== Segment start ==
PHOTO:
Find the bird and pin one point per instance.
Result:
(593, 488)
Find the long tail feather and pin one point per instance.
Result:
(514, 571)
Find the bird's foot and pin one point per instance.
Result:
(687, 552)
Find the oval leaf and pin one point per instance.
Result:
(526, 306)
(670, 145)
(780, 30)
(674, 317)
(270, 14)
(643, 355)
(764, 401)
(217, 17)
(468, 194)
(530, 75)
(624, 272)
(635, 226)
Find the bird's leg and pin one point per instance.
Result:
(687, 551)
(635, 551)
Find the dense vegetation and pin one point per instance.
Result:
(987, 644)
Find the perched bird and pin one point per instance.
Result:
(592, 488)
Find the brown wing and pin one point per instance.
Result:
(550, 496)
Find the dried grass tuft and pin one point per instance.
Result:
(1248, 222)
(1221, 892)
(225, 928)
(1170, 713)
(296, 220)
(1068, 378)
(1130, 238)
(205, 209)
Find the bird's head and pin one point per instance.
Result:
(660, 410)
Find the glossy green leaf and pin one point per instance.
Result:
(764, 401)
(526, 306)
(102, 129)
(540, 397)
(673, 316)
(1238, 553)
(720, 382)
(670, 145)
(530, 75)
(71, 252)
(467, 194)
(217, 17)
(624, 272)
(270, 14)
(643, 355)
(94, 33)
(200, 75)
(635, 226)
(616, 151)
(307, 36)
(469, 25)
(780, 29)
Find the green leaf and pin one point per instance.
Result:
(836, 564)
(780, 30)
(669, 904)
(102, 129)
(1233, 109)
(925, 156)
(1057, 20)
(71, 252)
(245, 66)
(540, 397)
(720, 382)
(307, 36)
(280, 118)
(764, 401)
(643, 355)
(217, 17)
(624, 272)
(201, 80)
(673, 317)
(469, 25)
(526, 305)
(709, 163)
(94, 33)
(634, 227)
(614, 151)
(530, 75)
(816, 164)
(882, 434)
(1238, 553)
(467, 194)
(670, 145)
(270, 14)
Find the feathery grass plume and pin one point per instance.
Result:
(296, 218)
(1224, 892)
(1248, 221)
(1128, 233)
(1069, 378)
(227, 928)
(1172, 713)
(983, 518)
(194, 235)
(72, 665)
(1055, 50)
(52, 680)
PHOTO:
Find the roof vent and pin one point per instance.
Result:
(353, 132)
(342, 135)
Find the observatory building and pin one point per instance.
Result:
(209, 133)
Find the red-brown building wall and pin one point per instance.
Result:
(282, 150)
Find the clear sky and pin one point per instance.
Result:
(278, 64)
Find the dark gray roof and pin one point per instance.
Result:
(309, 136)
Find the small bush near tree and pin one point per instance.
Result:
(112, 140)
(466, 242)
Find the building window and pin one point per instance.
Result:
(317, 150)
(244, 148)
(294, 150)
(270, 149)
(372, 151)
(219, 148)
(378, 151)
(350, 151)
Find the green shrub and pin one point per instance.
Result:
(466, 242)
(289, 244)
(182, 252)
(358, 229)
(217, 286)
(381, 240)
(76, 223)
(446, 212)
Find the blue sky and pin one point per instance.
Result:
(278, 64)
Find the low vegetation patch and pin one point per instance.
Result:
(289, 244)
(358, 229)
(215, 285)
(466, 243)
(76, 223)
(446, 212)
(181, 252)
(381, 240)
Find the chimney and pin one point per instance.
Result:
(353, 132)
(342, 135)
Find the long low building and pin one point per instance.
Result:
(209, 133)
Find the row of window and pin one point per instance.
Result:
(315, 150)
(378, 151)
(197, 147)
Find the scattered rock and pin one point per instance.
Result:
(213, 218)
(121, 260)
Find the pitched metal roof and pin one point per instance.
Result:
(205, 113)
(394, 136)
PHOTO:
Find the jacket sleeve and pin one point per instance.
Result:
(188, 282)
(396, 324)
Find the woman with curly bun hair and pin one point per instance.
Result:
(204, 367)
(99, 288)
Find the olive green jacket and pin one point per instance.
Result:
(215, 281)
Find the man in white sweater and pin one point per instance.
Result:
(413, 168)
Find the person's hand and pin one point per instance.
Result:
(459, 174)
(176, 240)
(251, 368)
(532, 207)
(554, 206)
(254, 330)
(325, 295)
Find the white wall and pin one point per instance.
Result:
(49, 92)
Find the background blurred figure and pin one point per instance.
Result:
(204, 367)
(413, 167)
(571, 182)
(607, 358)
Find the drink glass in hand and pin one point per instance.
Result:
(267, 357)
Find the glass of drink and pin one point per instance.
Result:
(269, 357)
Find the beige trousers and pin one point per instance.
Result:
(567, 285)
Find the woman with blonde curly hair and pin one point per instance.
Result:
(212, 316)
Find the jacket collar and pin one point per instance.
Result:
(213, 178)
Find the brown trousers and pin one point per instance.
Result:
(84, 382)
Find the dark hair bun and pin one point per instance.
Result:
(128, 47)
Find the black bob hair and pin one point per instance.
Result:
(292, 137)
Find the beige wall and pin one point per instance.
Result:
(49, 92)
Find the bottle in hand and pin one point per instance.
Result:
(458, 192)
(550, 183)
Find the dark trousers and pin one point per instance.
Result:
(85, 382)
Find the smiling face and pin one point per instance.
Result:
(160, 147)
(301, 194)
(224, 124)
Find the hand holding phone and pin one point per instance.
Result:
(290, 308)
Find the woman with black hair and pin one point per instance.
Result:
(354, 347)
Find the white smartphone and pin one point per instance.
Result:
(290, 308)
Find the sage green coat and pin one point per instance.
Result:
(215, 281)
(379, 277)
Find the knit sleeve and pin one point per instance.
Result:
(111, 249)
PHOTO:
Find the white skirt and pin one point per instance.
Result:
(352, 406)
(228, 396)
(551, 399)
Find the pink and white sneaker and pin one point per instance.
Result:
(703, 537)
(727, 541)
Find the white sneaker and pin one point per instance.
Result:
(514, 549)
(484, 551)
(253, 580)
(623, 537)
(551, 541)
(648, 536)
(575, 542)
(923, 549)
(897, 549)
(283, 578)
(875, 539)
== Segment end ==
| WORK REQUEST |
Using the entries, count the lines that hold the string "sleeve"; nothing but the number is needed.

| ANSWER SPACE |
2